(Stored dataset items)
--- Begin ---

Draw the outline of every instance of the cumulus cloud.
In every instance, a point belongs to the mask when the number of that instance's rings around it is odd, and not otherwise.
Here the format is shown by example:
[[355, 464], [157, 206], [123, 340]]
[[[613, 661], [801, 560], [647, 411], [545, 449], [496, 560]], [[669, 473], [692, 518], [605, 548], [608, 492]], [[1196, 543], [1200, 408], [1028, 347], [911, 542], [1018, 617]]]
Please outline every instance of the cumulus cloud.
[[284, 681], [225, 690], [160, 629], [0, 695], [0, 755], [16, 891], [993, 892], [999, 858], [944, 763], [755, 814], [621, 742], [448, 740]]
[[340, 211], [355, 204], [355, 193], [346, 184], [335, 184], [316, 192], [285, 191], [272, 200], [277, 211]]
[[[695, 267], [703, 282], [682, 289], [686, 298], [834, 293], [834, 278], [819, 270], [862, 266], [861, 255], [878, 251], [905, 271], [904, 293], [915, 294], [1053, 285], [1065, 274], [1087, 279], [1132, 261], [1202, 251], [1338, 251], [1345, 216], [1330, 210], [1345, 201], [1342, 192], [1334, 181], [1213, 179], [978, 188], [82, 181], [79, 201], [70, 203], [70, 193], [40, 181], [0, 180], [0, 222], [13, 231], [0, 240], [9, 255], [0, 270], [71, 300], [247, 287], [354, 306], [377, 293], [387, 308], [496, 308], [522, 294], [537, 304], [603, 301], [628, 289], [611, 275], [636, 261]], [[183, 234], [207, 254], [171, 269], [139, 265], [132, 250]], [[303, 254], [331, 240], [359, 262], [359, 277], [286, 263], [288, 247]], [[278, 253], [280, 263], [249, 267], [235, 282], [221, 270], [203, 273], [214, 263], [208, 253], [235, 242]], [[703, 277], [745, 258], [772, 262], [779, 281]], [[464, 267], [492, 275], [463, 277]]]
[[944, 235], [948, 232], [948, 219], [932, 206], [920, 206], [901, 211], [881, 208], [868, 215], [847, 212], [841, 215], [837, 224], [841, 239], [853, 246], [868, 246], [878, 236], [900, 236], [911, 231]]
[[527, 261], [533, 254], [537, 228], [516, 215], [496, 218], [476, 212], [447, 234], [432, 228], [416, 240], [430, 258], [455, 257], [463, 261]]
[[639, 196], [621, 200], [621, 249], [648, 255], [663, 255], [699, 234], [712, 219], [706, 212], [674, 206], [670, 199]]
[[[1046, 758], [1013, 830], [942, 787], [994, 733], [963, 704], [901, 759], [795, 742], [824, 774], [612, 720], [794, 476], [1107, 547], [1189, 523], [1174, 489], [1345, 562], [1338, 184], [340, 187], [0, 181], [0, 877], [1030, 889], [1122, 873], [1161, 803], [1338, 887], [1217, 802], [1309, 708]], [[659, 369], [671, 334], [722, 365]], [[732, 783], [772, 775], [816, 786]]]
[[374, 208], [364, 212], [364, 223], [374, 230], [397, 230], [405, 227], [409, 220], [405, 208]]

--- End ---

Reproduce the stretch of the records from the start through the line containing "200], [277, 211]]", including the requests and their format samples unchanged. Multiply every coordinate in the answer outlines by 1.2 and round each result to a whole number, rounding halves up.

### The response
Draw the outline of every instance of the cumulus cloud.
In every instance, a point belongs to the mask when the number of that instance's rings around it is odd, and not otherwise.
Here the format is shown by example:
[[355, 464], [157, 206], [123, 340]]
[[[613, 661], [801, 560], [647, 411], [545, 449], [496, 560]], [[669, 473], [692, 518], [605, 548], [608, 492]], [[1196, 543], [1200, 408], [1028, 347], [911, 542], [1018, 617]]]
Please outline every instance of the cumulus cloud.
[[341, 817], [270, 828], [192, 755], [0, 834], [0, 906], [19, 1069], [1192, 1070], [1199, 1030], [1133, 916], [906, 977], [745, 890], [538, 888]]
[[408, 253], [426, 245], [426, 232], [415, 221], [402, 221], [379, 230], [342, 229], [326, 240], [332, 253]]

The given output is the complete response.